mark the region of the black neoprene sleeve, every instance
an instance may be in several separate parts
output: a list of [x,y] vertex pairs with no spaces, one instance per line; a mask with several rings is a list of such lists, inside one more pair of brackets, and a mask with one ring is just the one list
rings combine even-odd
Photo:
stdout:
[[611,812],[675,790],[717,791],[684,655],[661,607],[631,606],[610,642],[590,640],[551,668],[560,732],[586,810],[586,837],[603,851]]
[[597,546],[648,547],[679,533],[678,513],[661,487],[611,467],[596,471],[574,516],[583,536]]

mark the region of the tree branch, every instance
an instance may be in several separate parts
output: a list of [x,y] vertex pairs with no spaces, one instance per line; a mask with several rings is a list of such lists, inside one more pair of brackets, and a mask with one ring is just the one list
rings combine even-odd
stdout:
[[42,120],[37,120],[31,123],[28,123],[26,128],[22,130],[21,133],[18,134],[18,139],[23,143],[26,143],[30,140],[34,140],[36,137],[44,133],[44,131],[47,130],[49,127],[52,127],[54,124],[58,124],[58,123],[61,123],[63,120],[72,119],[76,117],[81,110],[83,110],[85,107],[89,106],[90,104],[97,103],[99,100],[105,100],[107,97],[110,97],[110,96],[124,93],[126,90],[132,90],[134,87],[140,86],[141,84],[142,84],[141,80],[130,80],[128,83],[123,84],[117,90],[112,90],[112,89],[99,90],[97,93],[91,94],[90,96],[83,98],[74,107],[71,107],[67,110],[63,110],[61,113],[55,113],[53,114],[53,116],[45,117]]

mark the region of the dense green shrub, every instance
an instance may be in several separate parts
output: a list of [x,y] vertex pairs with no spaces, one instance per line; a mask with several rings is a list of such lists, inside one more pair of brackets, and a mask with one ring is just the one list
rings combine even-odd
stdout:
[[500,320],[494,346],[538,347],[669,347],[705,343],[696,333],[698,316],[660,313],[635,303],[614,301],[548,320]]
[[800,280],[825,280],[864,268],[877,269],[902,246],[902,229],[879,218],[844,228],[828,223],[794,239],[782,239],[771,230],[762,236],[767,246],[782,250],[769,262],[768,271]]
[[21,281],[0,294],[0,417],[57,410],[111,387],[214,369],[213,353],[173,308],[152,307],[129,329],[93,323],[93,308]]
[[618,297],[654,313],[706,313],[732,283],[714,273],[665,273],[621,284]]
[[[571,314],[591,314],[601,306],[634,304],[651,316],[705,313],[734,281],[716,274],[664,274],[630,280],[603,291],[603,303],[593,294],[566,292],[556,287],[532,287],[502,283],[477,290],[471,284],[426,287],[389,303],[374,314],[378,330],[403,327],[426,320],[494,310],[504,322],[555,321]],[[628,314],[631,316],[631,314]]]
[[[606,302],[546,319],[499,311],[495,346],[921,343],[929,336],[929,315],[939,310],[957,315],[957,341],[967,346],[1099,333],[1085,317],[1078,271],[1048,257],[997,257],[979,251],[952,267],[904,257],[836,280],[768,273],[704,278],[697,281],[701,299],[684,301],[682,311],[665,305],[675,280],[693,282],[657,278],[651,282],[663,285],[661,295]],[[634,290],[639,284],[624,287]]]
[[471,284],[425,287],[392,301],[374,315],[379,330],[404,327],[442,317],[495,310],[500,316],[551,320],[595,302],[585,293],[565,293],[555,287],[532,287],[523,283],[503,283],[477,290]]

-=-=-=-=-

#### PROBLEM REQUIREMENTS
The records above are to be duplicated exactly, every one of them.

#### PROBLEM SOLUTION
mark the region of the black neoprene sleeve, every instance
an instance may be in several separate parts
output: a list of [x,y] vertex pairs with no spaces, one instance per line; a mask with several rings is a list of such lists, inside one more pair of brackets, and a mask with one ring is just the one list
rings combine even-odd
Photo:
stdout:
[[611,812],[675,790],[717,791],[684,655],[661,607],[631,606],[610,642],[590,640],[551,668],[560,732],[586,810],[586,837],[603,851]]
[[597,546],[648,547],[679,533],[678,513],[661,487],[611,467],[596,471],[574,516],[583,536]]

mark the region of the tree branch, every instance
an instance may be in several separate parts
output: a list of [x,y] vertex pairs with no spaces, one instance per line; a mask with several rings is a list of such lists, inside one more pair of brackets, and a mask with one ring is just the one list
rings combine even-odd
stdout:
[[42,120],[37,120],[31,123],[28,123],[26,128],[22,130],[21,133],[18,134],[18,139],[23,143],[26,143],[30,140],[34,140],[36,137],[44,133],[44,131],[47,130],[49,127],[52,127],[54,124],[58,124],[58,123],[61,123],[63,120],[72,119],[76,117],[81,110],[83,110],[85,107],[89,106],[90,104],[97,103],[99,100],[105,100],[107,97],[110,97],[110,96],[124,93],[126,90],[132,90],[134,87],[140,86],[141,84],[142,84],[141,80],[130,80],[128,83],[123,84],[117,90],[112,90],[112,89],[99,90],[97,93],[91,94],[90,96],[83,98],[74,107],[71,107],[67,110],[63,110],[61,113],[55,113],[53,114],[53,116],[45,117]]

mark the region of the dense green shrub, every instance
an instance may be in several separate parts
output: a list of [x,y] vertex pairs with no spaces, one instance per line; a mask with several rings is a list of such lists, inside one more pair of brackets, and a mask with one ring is just the one list
rings combine even-odd
stdout:
[[500,320],[494,346],[538,347],[669,347],[705,343],[696,333],[698,316],[660,313],[635,303],[614,301],[548,320]]
[[800,280],[825,280],[864,268],[877,269],[902,246],[902,229],[879,218],[844,228],[828,223],[794,239],[782,239],[771,230],[762,236],[767,246],[782,250],[769,262],[768,271]]
[[21,281],[0,294],[0,417],[57,410],[111,387],[214,369],[213,353],[173,308],[152,307],[129,329],[93,323],[93,308]]
[[618,297],[654,313],[706,313],[732,283],[714,273],[665,273],[621,284]]
[[[571,314],[591,314],[601,306],[634,304],[651,316],[705,313],[734,281],[716,274],[664,274],[630,280],[603,291],[603,303],[593,294],[566,292],[556,287],[532,287],[502,283],[477,290],[471,284],[426,287],[389,303],[374,314],[378,330],[403,327],[426,320],[494,310],[504,322],[555,321]],[[628,314],[631,316],[631,314]]]
[[[606,302],[546,319],[499,311],[495,346],[921,343],[929,336],[929,315],[939,310],[957,315],[957,341],[967,346],[1099,333],[1085,317],[1078,271],[1048,257],[997,257],[979,251],[952,267],[904,257],[836,280],[768,273],[704,278],[697,281],[701,299],[684,301],[682,311],[665,305],[675,280],[693,282],[657,278],[651,282],[663,285],[661,295]],[[634,290],[639,284],[624,287]]]
[[471,284],[425,287],[392,301],[374,315],[379,330],[404,327],[442,317],[495,310],[500,316],[551,320],[595,302],[585,293],[565,293],[555,287],[532,287],[523,283],[503,283],[477,290]]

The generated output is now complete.